> _Document extract_
Gray v. Bayer
Filing
44
MEMORANDUM AND ORDER, granting in part and denying in part 26 MOTION for Summary Judgment filed by Kevin Bayer. Signed by Judge J. Phil Gilbert on 7/14/14. (jdh)
IN THE UNITED STATES DISTRICT COURT
FOR THE SOUTHERN DISTRICT OF ILLINOIS
JEFF GRAY, individually and as Special
Administrator of the Estate of Beaulah Inez
Gray, and MICHAEL GRAY,
Plaintiffs,
vs.
Case No. 13-cv-385-JPG-PMF
KEVIN BAYER, doing business as CLAY
COUNTY SPEEDWAY,
Defendant.
MEMORANDUM AND ORDER
This matter comes before the Court on defendant Kevin Bayer’s motion for summary
judgment (Doc. 26) to which plaintiffs Jeff Gray (“Jeff”) and Michael Gray (“Michael”)
(collectively “Plaintiffs”) filed responses (Doc. 31 & 35). The Court heard oral argument from
the parties on June 11, 2014. For the following reasons, the Court grants in part and denies in
part the motion.
1. Background
As a hobby, Michael modified vehicles for the purposes of participating in various derby
races. On September 23, 2012, Michael and his mother, Beaulah Gray (“Beaulah”), participated
in the powder puff race at the Clay County Speedway located in Flora, Illinois. Michael had
modified their vehicle in various ways, including removing the shoulder strap of the safety belt.
Beaulah drove, and Michael sat in the driver’s seat. Beaulah had never participated in a highspeed race before like the incident race and there is evidence that the vehicle was wholly
unsuitable for this particular race. During the incident, Michael was not wearing a seat belt and
at one point prior to the accident the car lifted approximately three feet off the ground.
Ultimately, the vehicle rolled resulting in Beaulah’s death and Michael’s serious injury
The parties agree that Michael and Beaulah signed a release prior to the race that states in
pertinent part as follows:
IN CONSIDERATION of being permitted to compete, officiate, observe, work,
or participate in any way in the EVENT(S) or being permitted to enter for any
purpose any RESTRICTED AREA (defined as any area requiring special
authorization, credentials, or permission to enter or any area to which admission
by the general public is restricted or prohibited), EACH OF THE
UNDERSIGNED, for himself, his personal representatives, heirs, and next of kin:
...

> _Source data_
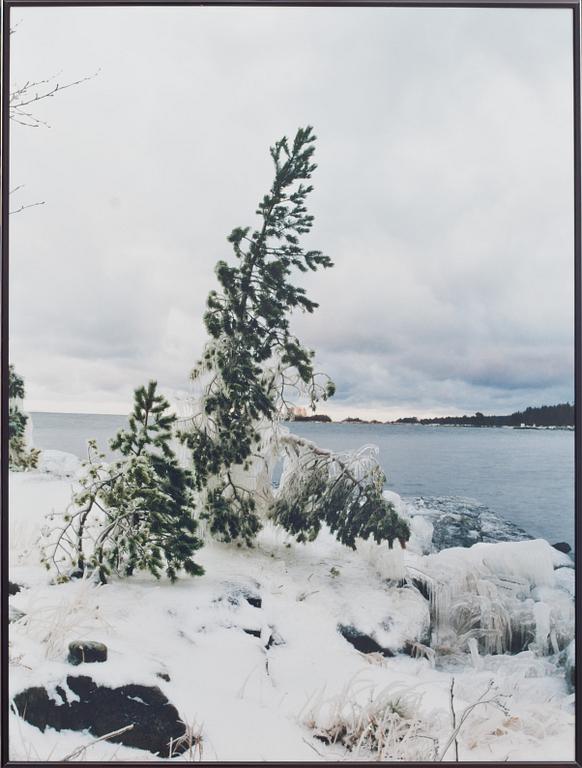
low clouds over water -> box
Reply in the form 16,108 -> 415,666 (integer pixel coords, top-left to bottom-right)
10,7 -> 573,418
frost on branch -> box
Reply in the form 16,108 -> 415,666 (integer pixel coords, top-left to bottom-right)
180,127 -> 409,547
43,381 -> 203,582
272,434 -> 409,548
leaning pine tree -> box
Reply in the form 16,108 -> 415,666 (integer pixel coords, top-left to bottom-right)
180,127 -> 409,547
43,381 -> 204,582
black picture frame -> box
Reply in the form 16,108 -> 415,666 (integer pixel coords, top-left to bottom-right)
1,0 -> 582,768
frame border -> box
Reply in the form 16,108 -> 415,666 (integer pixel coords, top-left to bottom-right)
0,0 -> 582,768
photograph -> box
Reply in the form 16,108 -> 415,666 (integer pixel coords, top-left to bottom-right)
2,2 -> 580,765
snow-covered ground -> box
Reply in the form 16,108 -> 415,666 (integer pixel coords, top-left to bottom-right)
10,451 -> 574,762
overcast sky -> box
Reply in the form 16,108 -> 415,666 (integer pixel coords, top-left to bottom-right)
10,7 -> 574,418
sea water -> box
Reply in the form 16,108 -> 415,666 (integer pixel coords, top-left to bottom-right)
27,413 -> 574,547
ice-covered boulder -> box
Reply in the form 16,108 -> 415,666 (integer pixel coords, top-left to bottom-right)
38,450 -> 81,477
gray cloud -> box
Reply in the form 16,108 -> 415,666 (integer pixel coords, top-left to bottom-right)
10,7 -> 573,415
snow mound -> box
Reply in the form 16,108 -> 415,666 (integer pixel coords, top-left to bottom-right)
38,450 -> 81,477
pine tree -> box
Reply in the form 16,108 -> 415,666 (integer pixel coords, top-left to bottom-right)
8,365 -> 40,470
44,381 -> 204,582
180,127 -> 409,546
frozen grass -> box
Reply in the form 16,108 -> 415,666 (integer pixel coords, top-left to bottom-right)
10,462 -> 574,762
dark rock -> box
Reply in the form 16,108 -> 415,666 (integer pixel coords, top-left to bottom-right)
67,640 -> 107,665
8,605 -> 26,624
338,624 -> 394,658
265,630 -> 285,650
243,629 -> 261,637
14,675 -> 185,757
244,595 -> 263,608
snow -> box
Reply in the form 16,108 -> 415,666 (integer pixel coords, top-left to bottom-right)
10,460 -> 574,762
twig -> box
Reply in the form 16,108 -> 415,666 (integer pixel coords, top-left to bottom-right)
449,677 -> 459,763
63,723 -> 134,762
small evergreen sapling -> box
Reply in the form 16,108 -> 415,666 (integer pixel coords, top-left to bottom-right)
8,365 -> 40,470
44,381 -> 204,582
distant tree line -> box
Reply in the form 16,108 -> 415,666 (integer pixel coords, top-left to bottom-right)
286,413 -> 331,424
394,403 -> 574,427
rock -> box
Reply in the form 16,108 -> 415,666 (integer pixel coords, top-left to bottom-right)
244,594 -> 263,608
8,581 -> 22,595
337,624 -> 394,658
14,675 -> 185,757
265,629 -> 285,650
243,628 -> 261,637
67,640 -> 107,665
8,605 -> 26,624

> _To do_
Continue the court memorandum in Gray v. Bayer from the point where it stops.

> _The reply_
2. HEREBY RELEASES, WAIVES, DISCHARGES AND COVENANTS NOT
TO SUE the promoters, participants, racing associations, sanctioning organization
or any subdivision thereof, track operators, track owners, officials, car owners,
drivers, pit crews, rescue personnel any persons in any RESTRICTED AREA,
sponsors, advertisers, owners and leassees (sic) of premises used to conduct the
EVENT(S), premises and event inspectors, surveyors, underwriters, consultants
and others who give recommendations, direction or instruction or engage in risk
evaluation or loss control activities regarding the premises or EVENT(S) and each
of them, their directors, officers, agents, employees, representatives owners,
members, affiliates, successors and assigns all for the purposes herein referred to
as “Releasees,” FROM ALL LIABILITY TO THE UNDERSIGNED, his
personal representatives, assigns, heirs, and next of kin FOR ANY AND ALL
LOSS OR DAMAGE, AND ANY CLAIM OR DEMANDS THEREFOR ON
ACCOUNT OF INJURY TO THE PERSON OR PROPERTY OR RESULTING
IN DEATH OF THE UNERSIGNED ARISING OUT OF OR RELATED TO
THE EVENT(S), WHETHER CAUSED BY THE NEGLIGENCE OF THE
RELEASEES OR OTHERWISE.
3. HEREBY AGREES TO INDEMNIFY AND SAVE AND HOLD HARMLESS
the Releasees and each of them FROM ANY LOSS, LIABILITY, DAMAGE, OR
COST they may incur arising out of or related to the UNDERSIGNED’S INJURY
OR DEATH, WHETHER CAUSED BY THE NEGLIGENCE OF THE
RELEASEES OR OTHERWISE.
4. HEREBY ASSUMES FULL RESPONSIBILITY FOR ANY RISK OF
BODILY INJURY, DEATH OR PROPERTY DAMAGE arising out of or related
to the EVENT(S) whether caused by the NEGLIGENCE OF RELEASEES or
otherwise.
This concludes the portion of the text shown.